# BRIEF:
Rewrite the lines below as a JSON list of strings, one string per line, skipping any blank lines. Leave the pictures out of your answer.

[begin DATA SHOWN]

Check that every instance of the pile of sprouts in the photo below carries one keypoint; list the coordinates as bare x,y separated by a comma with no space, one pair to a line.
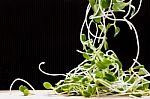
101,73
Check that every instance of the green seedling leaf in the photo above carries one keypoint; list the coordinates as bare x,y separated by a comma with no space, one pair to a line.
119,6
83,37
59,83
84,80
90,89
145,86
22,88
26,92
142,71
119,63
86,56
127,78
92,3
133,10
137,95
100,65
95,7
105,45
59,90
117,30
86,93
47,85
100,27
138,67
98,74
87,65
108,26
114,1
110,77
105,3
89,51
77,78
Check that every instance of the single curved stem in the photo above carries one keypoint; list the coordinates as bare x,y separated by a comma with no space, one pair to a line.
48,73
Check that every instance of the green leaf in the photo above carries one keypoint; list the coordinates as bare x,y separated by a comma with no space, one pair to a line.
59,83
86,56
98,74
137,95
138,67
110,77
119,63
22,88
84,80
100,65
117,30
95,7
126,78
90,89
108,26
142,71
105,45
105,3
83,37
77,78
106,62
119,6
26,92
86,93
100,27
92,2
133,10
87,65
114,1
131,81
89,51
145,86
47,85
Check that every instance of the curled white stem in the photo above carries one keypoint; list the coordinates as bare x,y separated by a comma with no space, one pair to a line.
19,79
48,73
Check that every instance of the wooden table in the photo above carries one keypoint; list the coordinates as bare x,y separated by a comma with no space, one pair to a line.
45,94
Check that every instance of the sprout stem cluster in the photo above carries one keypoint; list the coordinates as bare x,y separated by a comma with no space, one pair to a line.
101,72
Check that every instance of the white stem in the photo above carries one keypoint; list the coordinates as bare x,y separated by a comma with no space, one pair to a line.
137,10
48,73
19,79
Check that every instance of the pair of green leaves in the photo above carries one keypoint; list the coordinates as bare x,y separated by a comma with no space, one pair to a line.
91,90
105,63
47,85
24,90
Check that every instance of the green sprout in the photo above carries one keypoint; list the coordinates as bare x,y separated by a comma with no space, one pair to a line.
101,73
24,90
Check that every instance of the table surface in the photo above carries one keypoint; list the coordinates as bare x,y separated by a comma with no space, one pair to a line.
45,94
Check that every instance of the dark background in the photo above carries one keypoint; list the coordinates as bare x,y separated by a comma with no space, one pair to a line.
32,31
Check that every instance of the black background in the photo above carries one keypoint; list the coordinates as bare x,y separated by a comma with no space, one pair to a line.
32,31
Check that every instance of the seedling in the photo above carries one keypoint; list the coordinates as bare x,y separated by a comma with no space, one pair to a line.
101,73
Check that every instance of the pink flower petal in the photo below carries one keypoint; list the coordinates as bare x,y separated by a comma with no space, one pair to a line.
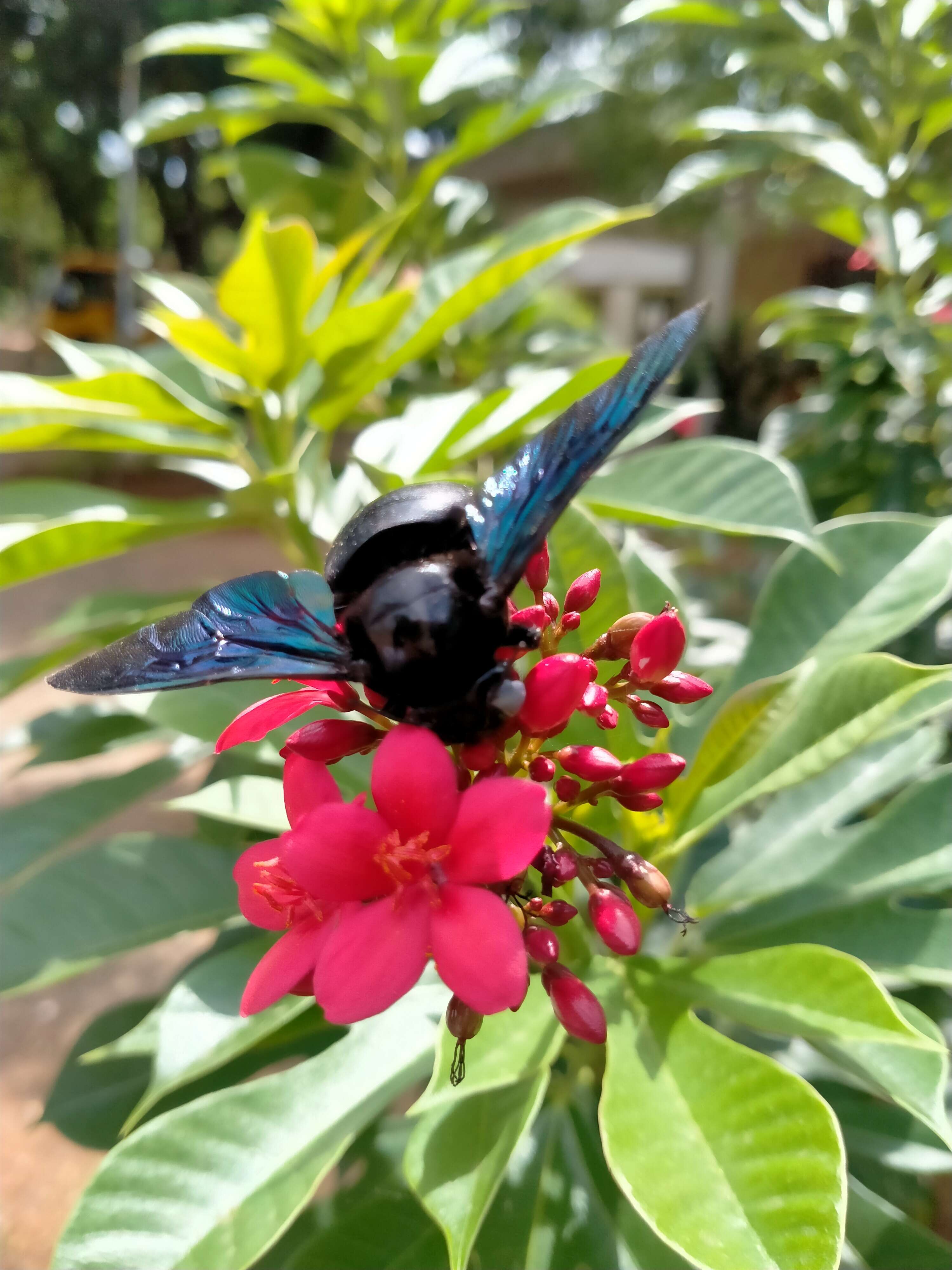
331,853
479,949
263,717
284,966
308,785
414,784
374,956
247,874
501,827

[end DATA SHOWN]

# CORRECT OUTPUT:
[
  "Check that every instance of the pile of sprouts in the photo below carries one keypoint; list the coordinates as bare x,y separated by a comma with no space, one pair to a line.",
  "101,73",
  "Check that every instance of the green seedling leaf in the photo above carries one keypoint; list the coordinates as bare x,y separated by a comma with no space, one pair to a line.",
  "119,6",
  "83,37",
  "59,83",
  "84,80",
  "90,89",
  "145,86",
  "22,88",
  "26,92",
  "142,71",
  "119,63",
  "86,56",
  "127,78",
  "92,3",
  "133,10",
  "137,95",
  "100,65",
  "95,7",
  "105,45",
  "59,90",
  "117,30",
  "86,93",
  "47,85",
  "100,27",
  "138,67",
  "98,74",
  "87,65",
  "108,26",
  "114,1",
  "110,77",
  "105,3",
  "89,51",
  "77,78",
  "Check that every instance of the single curved stem in the photo above carries one keypoint; list the coordinates as bare x,y separated by a comma with no space, one pair to a line.",
  "48,73",
  "Check that every instance of the green leaf in the photo above carries one keypoint; list the coordinates as bare x,y separated by a comma with no space, one pair to a line.",
  "59,83",
  "86,56",
  "98,74",
  "137,95",
  "138,67",
  "110,77",
  "119,63",
  "22,88",
  "84,80",
  "100,65",
  "117,30",
  "95,7",
  "126,78",
  "90,89",
  "108,26",
  "142,71",
  "105,45",
  "105,3",
  "83,37",
  "77,78",
  "106,62",
  "119,6",
  "26,92",
  "86,93",
  "100,27",
  "92,2",
  "133,10",
  "87,65",
  "114,1",
  "131,81",
  "89,51",
  "145,86",
  "47,85",
  "Check that every instance of the curled white stem in the photo above carries one keypoint; list the coordinates as bare x,y separated by a comma with no space, one pair to a line.",
  "19,79",
  "48,73",
  "Check that every instance of the wooden table in the photo above carries one keypoint; list the coordinates as bare x,y separated by a comma with no space, one pair to a line.",
  "45,94",
  "Check that every instance of the sprout stem cluster in the photo above carries one keypoint; list the coordinates as bare x,y separated by a comma with no space, one pair to a line.",
  "101,72",
  "Check that every instance of the white stem in the photo above carries one keypoint; list the coordinates as bare x,y separated by a comma with no space, one pair to a line.",
  "137,10",
  "48,73",
  "19,79",
  "Check that every instance of the pair of green leaves in the photo above carries one keypoint; list the coordinates as bare x,y separated by a comma with no space, one pair to a line.",
  "91,90",
  "105,63",
  "47,85",
  "24,90",
  "Check that every instance of the green sprout in the photo above carries one keypoint; list the coordinates as bare x,y separated by a comma with no space, one pair to a line.",
  "101,73",
  "24,90",
  "Check that every instance of the table surface in the photo above carries one keypoint; list the coordinates as bare x,y separated by a comma with no space, one pair to a line.",
  "45,94",
  "Check that every instance of the dark background in the photo above carries one keypoint; list the coordinates as bare x,y separated by a comma with no space, one pair to a line.",
  "32,31",
  "Check that every instance of the black background in the photo above carries one keypoint; list the coordinates as bare x,y separated by a comma with no space, one pair to a line.",
  "32,31",
  "Check that every instance of the seedling in the photo above carries one keypoint; list the coordinates as bare x,y separated by a comma with no space, one pair to a line.",
  "101,73",
  "Check that every instance of the pink flower petal in the photo below carries one keypoint; list the coordinates as bare x,y separated by a comma with no space, one pair to a line.",
  "331,853",
  "479,949",
  "263,717",
  "284,966",
  "308,785",
  "414,784",
  "374,956",
  "247,874",
  "501,827"
]